- [SUPPLIED PASSAGE]
Content starts

MCFS (Monte Carlo Feature Selection) is a feature selection method that can be applied to
high dimensional data (thousands/millions of features). Algorithm is implemented in Java but there is a user friendly R package (rmcfs).
First version of MCFS was published in 2004/2005 and in 2008 the final version of MCFS was published in Bioinformatics journal:
- M.Dramiński, A.Rada-Iglesias, S.Enroth, C.Wadelius, J. Koronacki, J.Komorowski "Monte Carlo feature
selection for supervised classification", BIOINFORMATICS 24(1): 110-117 (2008).
- M.Dramiński, J. Koronacki, J.Ćwik, J.Komorowski "Monte Carlo Gene Screening for Supervises Classificattion",
Proceedings of the EUROFUSE 2004 Workshop on Data and Knowledge Engineering, B.De Beats, R. De Caluwe, G. de Tre, J. Fodor, J. Kacprzyk,
S. Zadrozny (eds):Current Issues in Data and Knowledge Engineering, Akademicka Oficyna Wydawnicza EXIT Warszawa 2004.
MCFS-ID (Monte Carlo Feature Selection and Interdependence Discovery) is an extension to the original idea of MCFS and it produces interdependency
graphs (ID-Graphs). Features that are interdependent (not correlated!) are represented as nodes connected by directed edges in the ID-graph. Initial version of ID extension was published
in 2010. The latest version that describes rmcfs (the R implementation) was published in 2018. This one is highly recommended to cite if you would like to use
rmcfs in your research.

Content ends

- [ASSIGNMENT A]
Answer these from the MCFS passage:
(i) In what language is the MCFS algorithm implemented?
(ii) In what year was the final version of MCFS published in the Bioinformatics journal?
(iii) What does MCFS-ID produce?
- [ASSIGNMENT B] Can you return the stretch of the MCFS passage that begins at the words "- M.Dramiński, J." and ends after "EXIT Warszawa 2004.", copied exactly?
Rely solely on the MCFS passage.

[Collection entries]
Content starts

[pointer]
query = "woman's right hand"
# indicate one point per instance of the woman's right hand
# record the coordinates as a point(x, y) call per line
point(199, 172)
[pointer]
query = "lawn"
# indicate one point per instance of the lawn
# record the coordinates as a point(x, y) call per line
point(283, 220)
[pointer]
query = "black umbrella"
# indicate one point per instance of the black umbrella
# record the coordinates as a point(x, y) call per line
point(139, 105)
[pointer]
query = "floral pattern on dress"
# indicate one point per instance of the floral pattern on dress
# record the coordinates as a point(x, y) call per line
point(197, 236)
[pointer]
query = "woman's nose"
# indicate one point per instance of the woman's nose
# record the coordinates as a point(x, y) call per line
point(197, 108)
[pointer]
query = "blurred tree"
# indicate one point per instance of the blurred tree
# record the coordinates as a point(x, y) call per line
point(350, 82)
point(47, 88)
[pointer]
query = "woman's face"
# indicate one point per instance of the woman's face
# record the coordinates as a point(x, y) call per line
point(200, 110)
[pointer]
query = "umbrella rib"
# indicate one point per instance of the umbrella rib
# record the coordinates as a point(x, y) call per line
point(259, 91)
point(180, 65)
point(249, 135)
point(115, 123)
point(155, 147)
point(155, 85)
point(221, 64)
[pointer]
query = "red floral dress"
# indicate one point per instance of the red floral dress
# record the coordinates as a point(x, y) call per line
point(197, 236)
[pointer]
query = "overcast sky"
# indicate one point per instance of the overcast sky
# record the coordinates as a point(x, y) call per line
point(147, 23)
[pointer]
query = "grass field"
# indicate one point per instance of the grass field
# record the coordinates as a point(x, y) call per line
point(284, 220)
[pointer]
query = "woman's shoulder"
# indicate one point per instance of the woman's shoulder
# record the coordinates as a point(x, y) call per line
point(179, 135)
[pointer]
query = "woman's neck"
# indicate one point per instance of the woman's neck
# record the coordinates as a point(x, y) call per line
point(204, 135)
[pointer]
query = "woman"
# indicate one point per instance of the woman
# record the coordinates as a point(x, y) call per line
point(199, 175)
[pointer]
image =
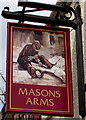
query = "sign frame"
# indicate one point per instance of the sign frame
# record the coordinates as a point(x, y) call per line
point(61, 102)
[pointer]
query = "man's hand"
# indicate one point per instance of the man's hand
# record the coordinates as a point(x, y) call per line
point(40, 64)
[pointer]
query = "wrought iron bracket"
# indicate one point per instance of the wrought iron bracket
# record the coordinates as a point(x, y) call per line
point(75, 23)
point(21, 16)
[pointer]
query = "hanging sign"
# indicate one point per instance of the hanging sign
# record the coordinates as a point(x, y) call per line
point(38, 70)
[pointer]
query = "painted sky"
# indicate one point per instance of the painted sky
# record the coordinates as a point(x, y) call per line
point(13, 5)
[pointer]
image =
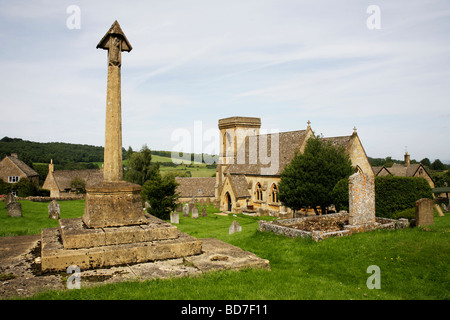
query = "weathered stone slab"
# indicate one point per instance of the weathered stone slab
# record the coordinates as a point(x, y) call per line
point(361, 199)
point(55, 257)
point(113, 204)
point(75, 234)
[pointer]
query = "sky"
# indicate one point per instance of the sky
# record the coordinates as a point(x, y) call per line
point(382, 67)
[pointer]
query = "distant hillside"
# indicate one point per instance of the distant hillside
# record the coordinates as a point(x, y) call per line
point(60, 152)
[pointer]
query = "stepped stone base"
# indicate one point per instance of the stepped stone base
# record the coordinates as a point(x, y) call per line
point(75, 244)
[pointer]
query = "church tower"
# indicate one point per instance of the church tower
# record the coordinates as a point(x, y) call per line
point(233, 132)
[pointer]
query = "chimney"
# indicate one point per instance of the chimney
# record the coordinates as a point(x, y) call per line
point(407, 159)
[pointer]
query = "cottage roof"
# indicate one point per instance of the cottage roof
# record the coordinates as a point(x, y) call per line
point(195, 187)
point(22, 166)
point(64, 177)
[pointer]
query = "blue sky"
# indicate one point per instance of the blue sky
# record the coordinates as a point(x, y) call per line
point(284, 61)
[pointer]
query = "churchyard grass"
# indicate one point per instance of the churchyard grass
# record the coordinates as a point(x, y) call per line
point(413, 264)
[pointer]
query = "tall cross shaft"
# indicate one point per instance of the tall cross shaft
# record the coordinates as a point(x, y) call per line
point(115, 42)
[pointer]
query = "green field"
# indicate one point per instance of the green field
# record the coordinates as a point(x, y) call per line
point(414, 263)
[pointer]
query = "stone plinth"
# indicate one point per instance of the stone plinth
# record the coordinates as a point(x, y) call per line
point(75, 244)
point(361, 199)
point(113, 204)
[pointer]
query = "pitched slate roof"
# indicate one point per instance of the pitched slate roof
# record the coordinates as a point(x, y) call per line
point(252, 164)
point(196, 187)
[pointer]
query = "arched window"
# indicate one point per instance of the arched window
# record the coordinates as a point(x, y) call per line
point(274, 193)
point(259, 192)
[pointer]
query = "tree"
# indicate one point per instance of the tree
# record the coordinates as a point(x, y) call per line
point(426, 162)
point(78, 184)
point(140, 169)
point(160, 193)
point(309, 179)
point(438, 165)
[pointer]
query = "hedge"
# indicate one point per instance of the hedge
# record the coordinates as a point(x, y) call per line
point(394, 194)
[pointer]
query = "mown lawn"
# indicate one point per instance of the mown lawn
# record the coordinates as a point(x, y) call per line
point(413, 262)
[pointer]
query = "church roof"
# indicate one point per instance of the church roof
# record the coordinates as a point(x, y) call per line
point(252, 164)
point(64, 177)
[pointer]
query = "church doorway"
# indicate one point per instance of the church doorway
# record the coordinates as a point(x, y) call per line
point(228, 201)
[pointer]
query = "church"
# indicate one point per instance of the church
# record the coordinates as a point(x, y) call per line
point(250, 164)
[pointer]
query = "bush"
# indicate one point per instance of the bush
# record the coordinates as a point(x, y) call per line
point(395, 194)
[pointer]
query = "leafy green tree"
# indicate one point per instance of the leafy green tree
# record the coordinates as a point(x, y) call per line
point(426, 162)
point(78, 184)
point(160, 193)
point(140, 169)
point(438, 165)
point(309, 179)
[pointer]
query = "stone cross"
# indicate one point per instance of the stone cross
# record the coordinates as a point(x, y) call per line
point(115, 42)
point(186, 210)
point(235, 227)
point(14, 209)
point(54, 211)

Content ends

- [EXERCISE ANSWER A]
(i) Java
(ii) 2008
(iii) Interdependency graphs (ID-Graphs)

- [EXERCISE ANSWER B]
- M.Dramiński, J. Koronacki, J.Ćwik, J.Komorowski "Monte Carlo Gene Screening for Supervises Classificattion",
Proceedings of the EUROFUSE 2004 Workshop on Data and Knowledge Engineering, B.De Beats, R. De Caluwe, G. de Tre, J. Fodor, J. Kacprzyk,
S. Zadrozny (eds):Current Issues in Data and Knowledge Engineering, Akademicka Oficyna Wydawnicza EXIT Warszawa 2004.